_Source information_
-------
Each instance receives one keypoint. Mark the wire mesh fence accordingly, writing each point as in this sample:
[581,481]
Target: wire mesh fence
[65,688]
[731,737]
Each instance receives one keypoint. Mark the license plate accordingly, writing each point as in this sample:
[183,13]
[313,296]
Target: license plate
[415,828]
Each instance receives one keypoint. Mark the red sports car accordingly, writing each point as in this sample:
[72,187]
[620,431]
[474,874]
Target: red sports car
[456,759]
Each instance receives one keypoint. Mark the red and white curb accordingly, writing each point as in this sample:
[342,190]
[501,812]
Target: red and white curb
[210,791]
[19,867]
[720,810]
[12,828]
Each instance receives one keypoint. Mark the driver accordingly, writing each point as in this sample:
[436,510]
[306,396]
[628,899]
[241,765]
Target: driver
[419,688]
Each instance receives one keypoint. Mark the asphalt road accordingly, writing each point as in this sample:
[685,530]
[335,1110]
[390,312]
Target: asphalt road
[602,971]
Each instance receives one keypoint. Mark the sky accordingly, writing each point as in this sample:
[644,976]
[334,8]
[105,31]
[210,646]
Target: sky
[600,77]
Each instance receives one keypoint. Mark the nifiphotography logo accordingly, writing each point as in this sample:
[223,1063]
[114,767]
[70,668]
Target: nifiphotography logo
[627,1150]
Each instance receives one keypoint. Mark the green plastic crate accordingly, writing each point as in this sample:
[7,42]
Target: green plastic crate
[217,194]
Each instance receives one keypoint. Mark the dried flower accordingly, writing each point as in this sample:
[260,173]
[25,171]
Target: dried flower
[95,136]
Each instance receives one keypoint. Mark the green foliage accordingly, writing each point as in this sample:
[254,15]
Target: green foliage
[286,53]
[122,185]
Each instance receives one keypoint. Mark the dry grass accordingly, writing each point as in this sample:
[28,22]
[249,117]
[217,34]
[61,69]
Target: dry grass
-------
_Problem description_
Nothing but the lines from the one with "Target: wire mesh fence" through the end of the data above should be reproduced, each exactly, both ends included.

_Answer below_
Target: wire mesh fence
[65,688]
[731,737]
Each instance receives one keypoint. Mark the license plate accordingly, writing each point as in this sample:
[183,13]
[313,296]
Target: license plate
[415,828]
Each instance receives one keypoint. Mark the red sports car accordingly, writing each point as in this sample:
[72,187]
[620,431]
[474,874]
Target: red sports car
[456,759]
Each instance receives one keypoint. Mark the red and white curb accordingly, writing each point as in this sample:
[342,190]
[501,812]
Target: red and white curb
[210,791]
[19,867]
[720,810]
[12,828]
Each instance receives one keypoint. Mark the driver accordingly, writing each point as in this sample:
[436,510]
[306,396]
[628,899]
[241,765]
Target: driver
[419,688]
Each instance receives one keypoint. Mark the asphalt road accordingly, writing each point as in this sample:
[685,530]
[335,1110]
[390,312]
Target: asphalt road
[602,971]
Each instance receives one keypoint. Mark the sky accordingly, writing each point as in this sample:
[644,976]
[334,8]
[105,31]
[210,646]
Target: sky
[600,77]
Each instance receives one keypoint. Mark the nifiphotography logo accordingly, writing each point as in this sample:
[223,1063]
[114,767]
[70,668]
Target: nifiphotography logo
[627,1150]
Each instance receives one keypoint. Mark the green plastic crate accordingly, writing each point as in this sample:
[7,42]
Target: green plastic crate
[217,194]
Each instance receives one keypoint. Mark the dried flower accordingly, writing each point as in this sample:
[260,173]
[25,171]
Target: dried flower
[95,136]
Each instance receives one keypoint. Mark the green foliage accordingly, writing each point as in this sample:
[254,15]
Target: green foliage
[286,53]
[122,185]
Each instance receives one keypoint. Mark the dry grass accordingly, writing each point as in this sample:
[28,22]
[249,117]
[217,34]
[61,69]
Target: dry grass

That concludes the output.